Saved entries:

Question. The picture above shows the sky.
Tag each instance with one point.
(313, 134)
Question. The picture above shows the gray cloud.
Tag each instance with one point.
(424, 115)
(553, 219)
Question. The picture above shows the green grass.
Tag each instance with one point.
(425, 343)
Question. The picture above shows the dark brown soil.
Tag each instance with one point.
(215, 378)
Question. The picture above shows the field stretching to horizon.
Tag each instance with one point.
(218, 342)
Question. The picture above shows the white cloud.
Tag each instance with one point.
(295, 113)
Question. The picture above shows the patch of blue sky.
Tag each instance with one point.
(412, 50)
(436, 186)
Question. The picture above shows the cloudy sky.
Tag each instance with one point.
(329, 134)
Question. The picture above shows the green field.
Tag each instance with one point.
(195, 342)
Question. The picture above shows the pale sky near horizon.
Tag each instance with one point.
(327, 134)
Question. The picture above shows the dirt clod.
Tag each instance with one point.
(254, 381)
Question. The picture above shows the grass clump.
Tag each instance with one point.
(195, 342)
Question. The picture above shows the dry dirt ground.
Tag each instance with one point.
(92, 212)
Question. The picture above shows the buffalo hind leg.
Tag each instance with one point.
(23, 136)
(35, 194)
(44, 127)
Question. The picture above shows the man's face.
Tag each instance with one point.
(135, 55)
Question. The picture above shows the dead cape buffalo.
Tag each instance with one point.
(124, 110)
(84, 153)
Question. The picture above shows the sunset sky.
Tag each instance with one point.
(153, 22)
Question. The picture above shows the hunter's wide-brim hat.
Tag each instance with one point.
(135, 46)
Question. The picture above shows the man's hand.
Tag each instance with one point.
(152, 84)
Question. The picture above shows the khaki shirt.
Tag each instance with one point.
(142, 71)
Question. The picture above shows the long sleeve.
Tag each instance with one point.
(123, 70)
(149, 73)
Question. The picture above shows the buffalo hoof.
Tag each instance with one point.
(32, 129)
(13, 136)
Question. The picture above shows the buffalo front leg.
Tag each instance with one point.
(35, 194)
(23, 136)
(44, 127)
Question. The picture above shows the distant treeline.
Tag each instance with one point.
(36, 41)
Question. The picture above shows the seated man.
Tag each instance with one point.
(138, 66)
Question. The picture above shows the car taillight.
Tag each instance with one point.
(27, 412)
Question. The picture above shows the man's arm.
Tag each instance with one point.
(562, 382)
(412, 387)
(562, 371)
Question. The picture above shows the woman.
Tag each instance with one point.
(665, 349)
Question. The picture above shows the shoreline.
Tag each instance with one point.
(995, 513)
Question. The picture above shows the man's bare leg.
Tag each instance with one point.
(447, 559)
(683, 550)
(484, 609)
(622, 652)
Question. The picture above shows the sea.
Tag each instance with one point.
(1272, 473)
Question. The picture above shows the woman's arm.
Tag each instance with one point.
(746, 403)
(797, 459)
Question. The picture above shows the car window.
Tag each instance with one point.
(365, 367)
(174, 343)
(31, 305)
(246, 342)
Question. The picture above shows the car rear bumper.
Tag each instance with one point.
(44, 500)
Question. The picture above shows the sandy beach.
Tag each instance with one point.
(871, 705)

#### YOUR TASK:
Reproduce all of the data above word for word, leaving out nothing.

#### SOLUTION FOR THIS EXERCISE:
Question. The picture above shows the sky.
Tag each instance with one point.
(313, 134)
Question. The picture above shows the gray cloud.
Tag each instance with one point.
(424, 115)
(553, 219)
Question. The picture above shows the green grass.
Tag each instance with one point.
(425, 343)
Question. The picture above shows the dark brown soil.
Tag each instance with one point.
(215, 378)
Question. The picture above shows the field stretching to horizon.
Tag each instance with one point.
(218, 342)
Question. The picture above shows the white cloud.
Tag each instance with one point.
(295, 113)
Question. The picture above shows the patch of blue sky.
Tag each instance with one point.
(412, 50)
(436, 186)
Question. The picture above shows the cloudy sky.
Tag each instance with one point.
(329, 134)
Question. The picture above shows the green field.
Tag each instance with one point.
(195, 342)
Question. The picture above shows the pale sky near horizon.
Tag each instance with one point.
(327, 134)
Question. The picture above shows the dirt clod.
Tag each instance with one point.
(254, 381)
Question. The picture above shows the grass clump.
Tag each instance with one point.
(195, 342)
Question. The picture above shows the dry dirt ground.
Tag each instance with one point.
(92, 212)
Question. The picture above shows the buffalo hind leg.
Tag each instance with one point.
(23, 136)
(35, 194)
(44, 127)
Question. The picture above shows the man's face.
Tag each instance with one point.
(135, 55)
Question. The picture above shows the dead cape buffalo.
Tag each instance with one point.
(124, 110)
(84, 153)
Question. The picture above shows the sunset sky.
Tag each instance with one point.
(153, 22)
Question. The picture above shows the hunter's wide-brim hat.
Tag each instance with one point.
(135, 46)
Question. The picture above shows the man's hand.
Tag each instance with one point.
(152, 84)
Question. The picture above shows the khaki shirt.
Tag each instance with one point.
(142, 71)
Question. The picture above shows the long sleeve.
Tag each instance with one point.
(123, 70)
(149, 73)
Question. The picture above shows the buffalo hoof.
Tag each instance with one point.
(32, 129)
(13, 136)
Question. The picture above shows the buffalo front leg.
Tag each instance with one point.
(35, 194)
(23, 136)
(44, 127)
Question. The picture above shows the distant treeline.
Tag each instance with one point.
(36, 41)
Question. The picture above shows the seated man.
Tag each instance with one point.
(138, 66)
Question. The picture above shows the car taillight.
Tag each instance with one point.
(27, 412)
Question. The picture above shows the man's arm.
Tag each instance with one point.
(562, 382)
(412, 387)
(562, 371)
Question. The picture above shows the woman.
Tag each instance with one point.
(665, 349)
Question. The picture above shows the shoreline.
Tag each instance with one point.
(995, 513)
Question. The picture above shows the man's bare leg.
Tag each instance with one point.
(447, 559)
(683, 550)
(484, 609)
(622, 652)
Question. The picture above shows the sea.
Tag each instance with one point.
(1272, 473)
Question. The picture above shows the woman's arm.
Tag each instance with one point.
(746, 403)
(797, 459)
Question. The picture above shows the car window.
Tag each instance with one point.
(365, 367)
(174, 343)
(31, 305)
(246, 342)
Question. The picture above shows the car rear bumper.
Tag each instance with one point.
(44, 500)
Question. The picture above shows the sandy beach.
Tag each instance with one point.
(871, 705)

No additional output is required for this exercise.